### Excerpted records ###

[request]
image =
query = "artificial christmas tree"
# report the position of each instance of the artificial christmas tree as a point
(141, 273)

###
### Excerpted records ###

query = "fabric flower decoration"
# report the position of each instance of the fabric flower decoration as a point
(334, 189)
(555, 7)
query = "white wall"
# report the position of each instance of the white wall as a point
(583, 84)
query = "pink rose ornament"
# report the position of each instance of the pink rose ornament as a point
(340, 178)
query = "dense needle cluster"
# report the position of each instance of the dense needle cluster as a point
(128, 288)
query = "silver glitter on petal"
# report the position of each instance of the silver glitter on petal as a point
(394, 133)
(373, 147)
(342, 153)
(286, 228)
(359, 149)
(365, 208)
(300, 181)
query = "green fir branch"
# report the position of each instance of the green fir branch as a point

###

Problem to work on: Please state how many lines in the entries include the string "query", giving no more than the number.

Result of the task: 7